*WHAT THE TASK REQUIRES:* From the data below, report how many lines contain the word "lizard", giving the number and nothing else.

*RECORDS TO USE:*

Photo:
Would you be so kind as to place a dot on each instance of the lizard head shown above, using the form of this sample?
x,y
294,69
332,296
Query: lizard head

*EXERCISE RESULT:* 2